> FONTE:

O Homem, um ser chamado a algo mais!

O Homem, um ser chamado a algo mais!

MARIA SUSANA MEXIA, PROFESSORA DE FILOSOFIA E COLABORADORA D’O CLARIMHÁ VÁRIOS ANOS, MEDITA SOBRE A GRANDEZA DA HUMANIDADE

O Homem, um ser destinado a viver com os outros, portador duma capacidade superior que lhe foi atribuída, insere-se no seio de cada sociedade, recorrendo a um conjunto de valores inerentes a si mesmo, os quais especificam e diferenciam a sua espécie, levando-o a distinguir o que é bom do que é mau, aquilo que é melhor do que é pior, o que pode ou não pode ser feito.

Na imensa riqueza da sua natureza humana e divina, própria de um ser espiritual, está também integrada a Liberdade para conhecer, poder decidir e escolher.

A lei natural de conduta é intrínseca ao Homem, enquanto ser racional e livre, é património de todas as culturas. Já a encontramos nas civilizações ancestrais, como normas a aplicar, em Sófocles na obra Antígona – a heroína da lei natural – e no Direito Romano, nomeadamente com o filósofo e jurista Cícero (Século I a.C.).

Isto significa dizer que os valores morais são uma espécie de “código de conduta”, indicando a cada indivíduo como deve agir no interior da sociedade para se integrar, adequar e progredir no sentido de um maior equilíbrio, protecção de todos os seus membros e enriquecimento comum.

> INSTRUÇÕES:
1 > Copie palavra por palavra o trecho do texto sobre o ser humano que vai de "Na imensa riqueza" a "decidir e escolher.".
2 > Traduza para o inglês esta frase do texto sobre o ser humano: "Na imensa riqueza da sua natureza humana e divina, própria de um ser espiritual, está também integrada a Liberdade para conhecer, poder decidir e escolher."
3 > Segundo o texto sobre o ser humano, para que servem os valores morais, vistos como uma espécie de "código de conduta"?

> DADOS FORNECIDOS:
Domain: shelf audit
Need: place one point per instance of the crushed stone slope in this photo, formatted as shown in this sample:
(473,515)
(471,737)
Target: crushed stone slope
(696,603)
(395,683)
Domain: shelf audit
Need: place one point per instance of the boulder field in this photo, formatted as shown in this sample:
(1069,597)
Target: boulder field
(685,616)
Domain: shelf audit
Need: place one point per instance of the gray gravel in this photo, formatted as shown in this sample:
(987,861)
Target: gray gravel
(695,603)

> RESPOSTAS ESCRITAS:
1 >
Na imensa riqueza da sua natureza humana e divina, própria de um ser espiritual, está também integrada a Liberdade para conhecer, poder decidir e escolher.

2 > In the immense richness of its human and divine nature, proper to a spiritual being, Freedom to know, to be able to decide and to choose is also included.

3 > Eles mostram a cada pessoa como deve agir dentro da sociedade. Assim ela pode se integrar, se adequar e progredir rumo a um maior equilíbrio, à proteção de todos os membros e ao enriquecimento comum.